▸ **Exercise details**: Here is a block of records. Copy every line in it that includes "microphone".

Region pointing data:
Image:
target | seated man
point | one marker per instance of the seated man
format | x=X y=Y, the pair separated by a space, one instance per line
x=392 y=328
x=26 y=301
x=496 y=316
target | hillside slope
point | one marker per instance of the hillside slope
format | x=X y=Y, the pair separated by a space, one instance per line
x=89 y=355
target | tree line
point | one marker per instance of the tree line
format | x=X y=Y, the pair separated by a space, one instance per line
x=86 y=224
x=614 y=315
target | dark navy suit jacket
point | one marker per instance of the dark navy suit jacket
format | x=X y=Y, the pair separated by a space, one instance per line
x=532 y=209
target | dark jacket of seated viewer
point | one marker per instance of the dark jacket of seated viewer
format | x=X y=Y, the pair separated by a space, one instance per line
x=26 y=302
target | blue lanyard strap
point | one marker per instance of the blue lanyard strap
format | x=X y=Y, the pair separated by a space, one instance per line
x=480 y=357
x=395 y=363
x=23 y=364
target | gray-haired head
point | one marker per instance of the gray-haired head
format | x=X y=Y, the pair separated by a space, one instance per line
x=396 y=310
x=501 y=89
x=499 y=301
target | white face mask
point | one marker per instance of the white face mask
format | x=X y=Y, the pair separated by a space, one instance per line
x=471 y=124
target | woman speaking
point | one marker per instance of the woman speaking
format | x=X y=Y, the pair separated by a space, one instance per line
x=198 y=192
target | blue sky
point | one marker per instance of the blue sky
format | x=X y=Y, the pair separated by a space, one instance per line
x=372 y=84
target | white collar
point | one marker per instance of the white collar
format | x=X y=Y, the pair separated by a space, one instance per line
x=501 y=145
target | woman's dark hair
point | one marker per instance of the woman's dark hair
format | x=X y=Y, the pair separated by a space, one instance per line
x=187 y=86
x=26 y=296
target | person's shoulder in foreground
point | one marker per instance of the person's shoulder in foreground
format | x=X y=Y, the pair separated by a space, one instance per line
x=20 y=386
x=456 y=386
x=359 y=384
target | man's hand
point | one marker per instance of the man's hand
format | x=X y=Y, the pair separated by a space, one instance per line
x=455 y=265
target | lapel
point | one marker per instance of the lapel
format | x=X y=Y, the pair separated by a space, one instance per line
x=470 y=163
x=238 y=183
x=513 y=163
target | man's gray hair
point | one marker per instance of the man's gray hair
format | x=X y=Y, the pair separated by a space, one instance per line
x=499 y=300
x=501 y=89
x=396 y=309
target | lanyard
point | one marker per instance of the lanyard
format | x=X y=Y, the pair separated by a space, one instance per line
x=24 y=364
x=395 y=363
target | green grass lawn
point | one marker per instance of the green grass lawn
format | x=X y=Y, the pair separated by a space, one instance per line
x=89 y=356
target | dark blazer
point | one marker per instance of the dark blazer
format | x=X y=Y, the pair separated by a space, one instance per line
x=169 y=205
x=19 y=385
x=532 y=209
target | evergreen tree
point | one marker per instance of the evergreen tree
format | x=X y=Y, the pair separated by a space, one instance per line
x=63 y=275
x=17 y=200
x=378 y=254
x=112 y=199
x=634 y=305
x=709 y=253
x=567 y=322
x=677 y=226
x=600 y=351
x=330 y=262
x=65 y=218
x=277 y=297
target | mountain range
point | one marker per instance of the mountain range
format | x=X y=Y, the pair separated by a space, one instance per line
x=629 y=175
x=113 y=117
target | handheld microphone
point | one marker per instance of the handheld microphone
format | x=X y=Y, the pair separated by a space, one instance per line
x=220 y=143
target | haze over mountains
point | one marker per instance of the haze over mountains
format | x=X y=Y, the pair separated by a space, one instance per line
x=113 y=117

▸ **Solution to this exercise**:
target | handheld microphone
point | one marker per instance of the handheld microphone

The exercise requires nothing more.